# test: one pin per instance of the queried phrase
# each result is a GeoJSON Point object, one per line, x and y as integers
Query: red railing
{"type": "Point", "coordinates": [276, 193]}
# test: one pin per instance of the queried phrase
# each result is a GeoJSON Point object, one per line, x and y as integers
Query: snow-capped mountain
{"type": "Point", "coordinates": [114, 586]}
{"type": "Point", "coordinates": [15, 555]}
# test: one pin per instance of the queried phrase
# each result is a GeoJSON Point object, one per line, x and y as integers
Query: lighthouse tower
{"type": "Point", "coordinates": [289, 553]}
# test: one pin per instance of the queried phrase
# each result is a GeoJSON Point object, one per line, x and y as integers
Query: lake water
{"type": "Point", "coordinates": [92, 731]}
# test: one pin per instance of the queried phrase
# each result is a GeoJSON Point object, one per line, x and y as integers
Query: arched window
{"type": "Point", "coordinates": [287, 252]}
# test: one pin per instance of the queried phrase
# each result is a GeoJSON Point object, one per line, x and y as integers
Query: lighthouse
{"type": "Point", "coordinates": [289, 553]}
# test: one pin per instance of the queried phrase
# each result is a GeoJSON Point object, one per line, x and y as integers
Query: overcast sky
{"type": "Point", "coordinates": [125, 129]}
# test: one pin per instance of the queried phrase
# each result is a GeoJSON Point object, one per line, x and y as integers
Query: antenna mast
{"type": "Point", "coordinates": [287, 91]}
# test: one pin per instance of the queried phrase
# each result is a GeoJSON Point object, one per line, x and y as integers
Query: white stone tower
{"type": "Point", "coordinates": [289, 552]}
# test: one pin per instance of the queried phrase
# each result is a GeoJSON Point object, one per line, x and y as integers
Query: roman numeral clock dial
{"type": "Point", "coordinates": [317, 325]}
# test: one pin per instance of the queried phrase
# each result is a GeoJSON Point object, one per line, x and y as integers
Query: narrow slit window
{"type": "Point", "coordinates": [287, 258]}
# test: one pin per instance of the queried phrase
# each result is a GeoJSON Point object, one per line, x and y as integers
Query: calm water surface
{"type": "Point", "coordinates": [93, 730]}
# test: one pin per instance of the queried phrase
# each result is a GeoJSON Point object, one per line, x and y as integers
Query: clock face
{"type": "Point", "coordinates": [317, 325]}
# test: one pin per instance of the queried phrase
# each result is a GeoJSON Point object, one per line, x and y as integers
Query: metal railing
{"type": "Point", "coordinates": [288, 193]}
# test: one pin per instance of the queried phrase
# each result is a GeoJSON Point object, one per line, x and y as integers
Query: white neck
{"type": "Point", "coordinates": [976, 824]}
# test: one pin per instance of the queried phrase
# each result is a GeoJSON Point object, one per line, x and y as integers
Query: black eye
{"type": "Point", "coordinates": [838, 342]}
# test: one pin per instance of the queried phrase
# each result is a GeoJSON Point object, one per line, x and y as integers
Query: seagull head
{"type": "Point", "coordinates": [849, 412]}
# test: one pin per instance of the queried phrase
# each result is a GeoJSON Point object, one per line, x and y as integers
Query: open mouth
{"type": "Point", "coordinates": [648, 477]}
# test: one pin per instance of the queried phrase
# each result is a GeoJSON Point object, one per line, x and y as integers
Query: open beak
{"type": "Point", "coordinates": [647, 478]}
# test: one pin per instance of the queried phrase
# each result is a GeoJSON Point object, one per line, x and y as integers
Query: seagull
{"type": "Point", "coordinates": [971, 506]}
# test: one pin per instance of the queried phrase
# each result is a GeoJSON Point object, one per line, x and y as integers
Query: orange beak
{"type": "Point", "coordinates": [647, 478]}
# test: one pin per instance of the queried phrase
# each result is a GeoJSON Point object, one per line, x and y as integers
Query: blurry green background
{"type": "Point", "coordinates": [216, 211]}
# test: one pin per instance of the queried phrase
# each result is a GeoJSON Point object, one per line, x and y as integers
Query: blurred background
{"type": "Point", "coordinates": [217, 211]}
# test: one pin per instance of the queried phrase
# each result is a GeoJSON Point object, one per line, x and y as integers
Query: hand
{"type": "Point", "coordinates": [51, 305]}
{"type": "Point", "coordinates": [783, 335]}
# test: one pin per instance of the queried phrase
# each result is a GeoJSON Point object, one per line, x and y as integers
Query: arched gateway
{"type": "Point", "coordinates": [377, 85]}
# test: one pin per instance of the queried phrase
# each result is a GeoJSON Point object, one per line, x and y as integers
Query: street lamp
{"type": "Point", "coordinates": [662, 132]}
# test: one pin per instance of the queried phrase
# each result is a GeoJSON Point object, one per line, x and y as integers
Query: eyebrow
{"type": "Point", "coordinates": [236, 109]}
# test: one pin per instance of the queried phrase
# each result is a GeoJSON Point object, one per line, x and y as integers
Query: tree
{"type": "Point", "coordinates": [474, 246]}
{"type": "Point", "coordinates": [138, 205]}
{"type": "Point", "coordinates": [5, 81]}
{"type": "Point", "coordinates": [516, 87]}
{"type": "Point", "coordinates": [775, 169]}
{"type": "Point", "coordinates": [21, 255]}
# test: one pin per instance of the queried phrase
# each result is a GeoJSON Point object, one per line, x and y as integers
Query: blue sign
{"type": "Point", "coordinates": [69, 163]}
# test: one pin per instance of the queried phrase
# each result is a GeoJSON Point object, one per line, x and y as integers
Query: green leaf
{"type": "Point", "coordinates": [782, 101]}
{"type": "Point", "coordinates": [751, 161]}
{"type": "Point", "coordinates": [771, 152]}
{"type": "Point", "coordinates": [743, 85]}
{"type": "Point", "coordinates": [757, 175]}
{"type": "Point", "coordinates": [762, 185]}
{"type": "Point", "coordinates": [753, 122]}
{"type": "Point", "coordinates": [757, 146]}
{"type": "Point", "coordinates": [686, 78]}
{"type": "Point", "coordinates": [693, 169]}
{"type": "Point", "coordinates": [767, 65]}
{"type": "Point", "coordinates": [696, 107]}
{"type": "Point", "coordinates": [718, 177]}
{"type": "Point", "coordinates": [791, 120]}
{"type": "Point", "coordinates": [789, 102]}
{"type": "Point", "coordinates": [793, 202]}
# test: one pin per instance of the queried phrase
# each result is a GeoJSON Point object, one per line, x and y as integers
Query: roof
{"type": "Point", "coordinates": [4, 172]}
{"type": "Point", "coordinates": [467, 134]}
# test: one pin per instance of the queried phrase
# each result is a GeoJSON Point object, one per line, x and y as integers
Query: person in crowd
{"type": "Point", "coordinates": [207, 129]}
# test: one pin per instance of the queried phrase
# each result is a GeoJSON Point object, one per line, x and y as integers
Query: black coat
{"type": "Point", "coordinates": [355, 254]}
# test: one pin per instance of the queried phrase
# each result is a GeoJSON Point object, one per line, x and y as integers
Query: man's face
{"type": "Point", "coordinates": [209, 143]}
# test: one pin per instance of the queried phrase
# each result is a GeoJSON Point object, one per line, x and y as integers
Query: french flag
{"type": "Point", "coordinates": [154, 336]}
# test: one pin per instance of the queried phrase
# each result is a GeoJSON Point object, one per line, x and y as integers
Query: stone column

-=-=-=-=-

### Work to do
How many lines in the records above contain the string "green"? Case counts, and the reply should be the number alone.

### The answer
2